→ **Problem requirements**: Pictures do not belong in the copy. Write out exactly the lines from the one containing "Every instance of the narrow" through the end of the data.

→ **Material for this task**:
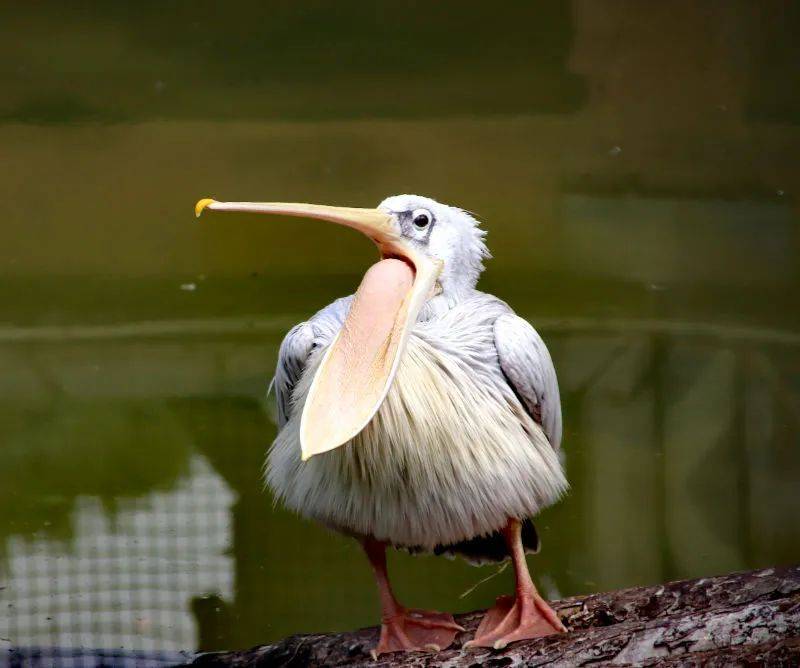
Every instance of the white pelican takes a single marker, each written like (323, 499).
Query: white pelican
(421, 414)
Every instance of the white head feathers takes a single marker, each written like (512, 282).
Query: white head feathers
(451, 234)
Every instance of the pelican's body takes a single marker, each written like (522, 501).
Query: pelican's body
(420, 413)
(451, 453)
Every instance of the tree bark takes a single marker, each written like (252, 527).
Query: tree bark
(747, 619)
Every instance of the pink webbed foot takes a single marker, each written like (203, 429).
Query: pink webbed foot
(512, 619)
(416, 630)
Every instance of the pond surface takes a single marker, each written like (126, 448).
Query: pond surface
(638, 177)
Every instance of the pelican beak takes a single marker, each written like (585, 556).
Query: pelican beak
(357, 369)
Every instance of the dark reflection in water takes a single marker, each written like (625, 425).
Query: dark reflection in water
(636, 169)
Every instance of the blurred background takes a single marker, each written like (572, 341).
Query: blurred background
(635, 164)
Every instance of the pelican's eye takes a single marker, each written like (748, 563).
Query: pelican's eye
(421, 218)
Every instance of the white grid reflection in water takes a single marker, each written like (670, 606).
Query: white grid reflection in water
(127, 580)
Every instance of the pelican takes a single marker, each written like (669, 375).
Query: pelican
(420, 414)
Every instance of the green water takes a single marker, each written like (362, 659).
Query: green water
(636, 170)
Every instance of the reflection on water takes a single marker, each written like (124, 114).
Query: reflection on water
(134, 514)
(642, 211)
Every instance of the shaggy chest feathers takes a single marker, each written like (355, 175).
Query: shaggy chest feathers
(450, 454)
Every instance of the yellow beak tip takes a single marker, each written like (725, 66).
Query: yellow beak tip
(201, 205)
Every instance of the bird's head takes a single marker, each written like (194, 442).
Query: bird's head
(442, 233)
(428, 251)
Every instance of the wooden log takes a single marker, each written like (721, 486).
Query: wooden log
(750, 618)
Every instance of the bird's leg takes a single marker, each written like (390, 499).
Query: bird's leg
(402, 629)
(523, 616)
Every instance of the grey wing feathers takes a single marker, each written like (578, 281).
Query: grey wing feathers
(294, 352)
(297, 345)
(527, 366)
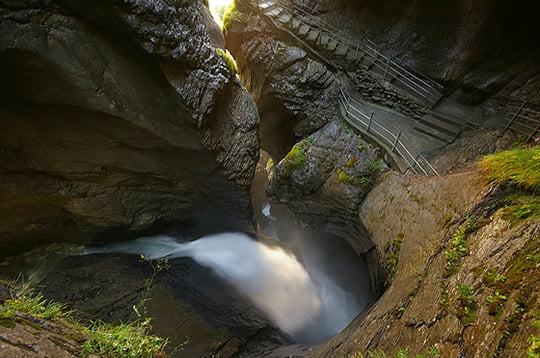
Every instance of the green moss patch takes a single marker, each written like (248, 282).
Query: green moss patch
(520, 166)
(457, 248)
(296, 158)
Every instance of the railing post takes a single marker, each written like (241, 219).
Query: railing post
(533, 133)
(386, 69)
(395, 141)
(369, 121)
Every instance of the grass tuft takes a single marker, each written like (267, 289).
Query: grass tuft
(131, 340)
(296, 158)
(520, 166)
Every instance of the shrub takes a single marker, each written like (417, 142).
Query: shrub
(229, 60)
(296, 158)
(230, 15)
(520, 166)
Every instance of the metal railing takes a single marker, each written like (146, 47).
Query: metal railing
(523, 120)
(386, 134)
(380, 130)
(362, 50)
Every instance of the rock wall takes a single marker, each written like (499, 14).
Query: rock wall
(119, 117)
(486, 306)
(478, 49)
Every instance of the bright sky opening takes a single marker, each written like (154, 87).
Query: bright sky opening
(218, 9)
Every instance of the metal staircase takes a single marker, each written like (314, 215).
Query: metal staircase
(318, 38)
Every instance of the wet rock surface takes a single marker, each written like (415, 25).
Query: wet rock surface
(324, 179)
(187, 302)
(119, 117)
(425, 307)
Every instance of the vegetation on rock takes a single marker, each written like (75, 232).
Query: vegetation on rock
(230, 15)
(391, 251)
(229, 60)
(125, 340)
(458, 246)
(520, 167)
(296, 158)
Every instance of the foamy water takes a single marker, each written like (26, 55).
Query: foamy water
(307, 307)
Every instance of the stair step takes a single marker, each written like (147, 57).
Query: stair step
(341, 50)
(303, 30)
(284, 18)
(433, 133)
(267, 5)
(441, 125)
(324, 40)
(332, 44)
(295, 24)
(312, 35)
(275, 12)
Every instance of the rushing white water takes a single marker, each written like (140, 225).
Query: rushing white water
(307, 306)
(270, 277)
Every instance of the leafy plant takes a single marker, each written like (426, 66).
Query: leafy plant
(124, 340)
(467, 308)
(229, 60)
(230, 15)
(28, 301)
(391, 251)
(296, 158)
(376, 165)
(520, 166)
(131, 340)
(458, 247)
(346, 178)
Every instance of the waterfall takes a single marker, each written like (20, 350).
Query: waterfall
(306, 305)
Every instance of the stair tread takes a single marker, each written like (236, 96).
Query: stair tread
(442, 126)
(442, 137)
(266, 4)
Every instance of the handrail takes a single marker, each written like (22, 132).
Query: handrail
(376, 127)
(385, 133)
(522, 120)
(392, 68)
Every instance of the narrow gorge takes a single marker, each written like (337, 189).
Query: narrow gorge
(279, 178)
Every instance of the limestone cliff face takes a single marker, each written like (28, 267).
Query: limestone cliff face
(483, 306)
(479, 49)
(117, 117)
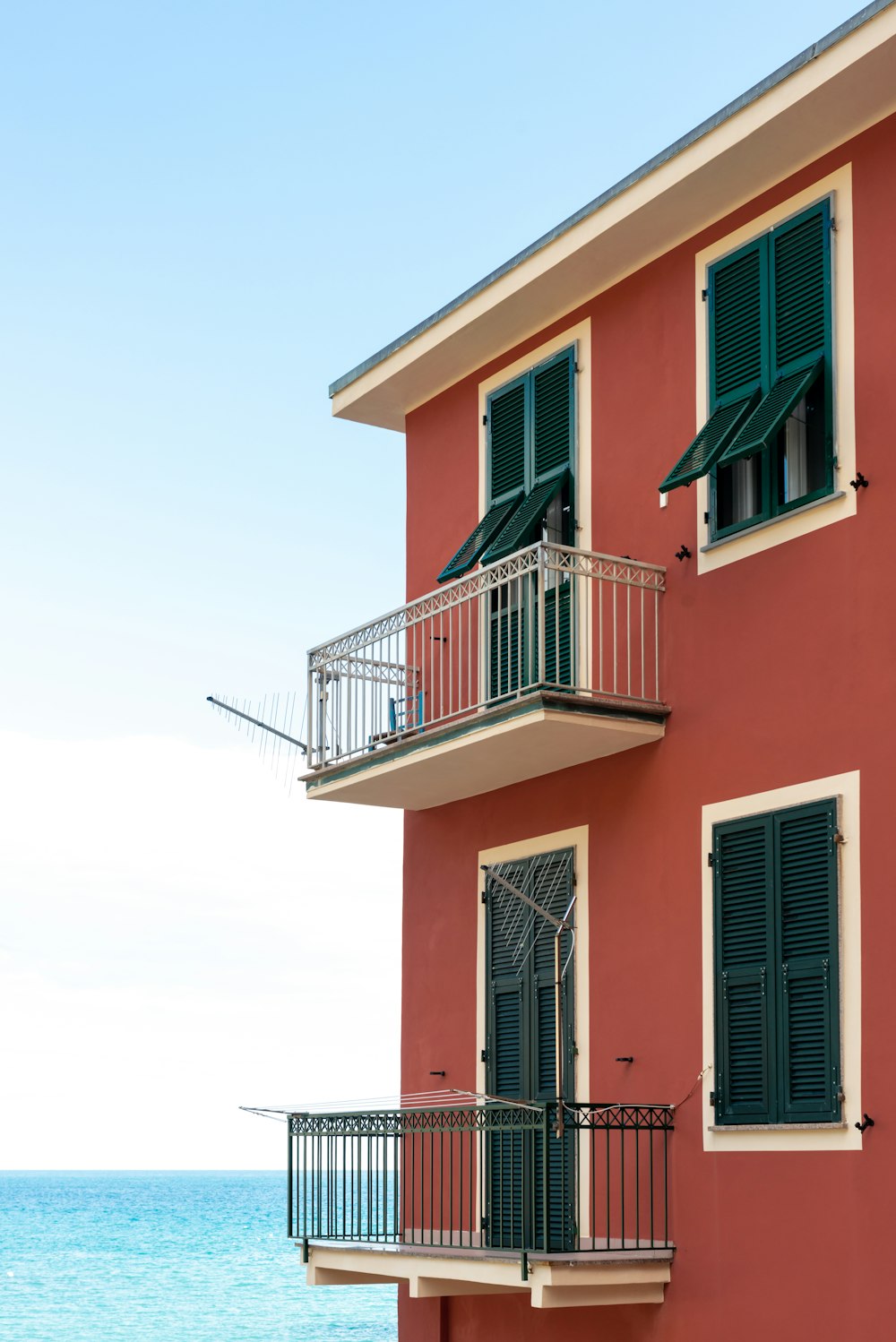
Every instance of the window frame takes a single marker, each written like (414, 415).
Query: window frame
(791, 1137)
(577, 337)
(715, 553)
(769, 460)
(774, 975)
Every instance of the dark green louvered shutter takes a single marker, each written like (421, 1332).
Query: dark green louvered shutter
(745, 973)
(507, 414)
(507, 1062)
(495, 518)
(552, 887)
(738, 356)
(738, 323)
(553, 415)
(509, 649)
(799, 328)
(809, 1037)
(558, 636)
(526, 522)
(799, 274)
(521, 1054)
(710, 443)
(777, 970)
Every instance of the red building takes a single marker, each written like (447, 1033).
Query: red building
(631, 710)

→ **Finished answer**:
Every instance of the narrow gorge takes a single marker, each written like (337, 189).
Query: narrow gorge
(279, 178)
Every instance of the limestone cliff face takes a single marker, each written like (28, 267).
Query: limestone cliff face
(483, 306)
(479, 49)
(117, 117)
Every instance of the window frame takes a single marker, each written like (414, 415).
Query: window frame
(791, 1137)
(577, 337)
(715, 553)
(769, 460)
(774, 975)
Every instance of the dark green louvered shutter takes a single marker, each written like (421, 1332).
Query: dark green louvered shutter
(745, 973)
(507, 414)
(507, 1062)
(495, 518)
(552, 887)
(738, 356)
(738, 323)
(553, 415)
(509, 649)
(799, 328)
(809, 1037)
(558, 636)
(526, 522)
(799, 274)
(521, 1054)
(710, 443)
(777, 970)
Every instance of the red building takes a single marker, each written like (447, 1033).
Query: red building
(631, 710)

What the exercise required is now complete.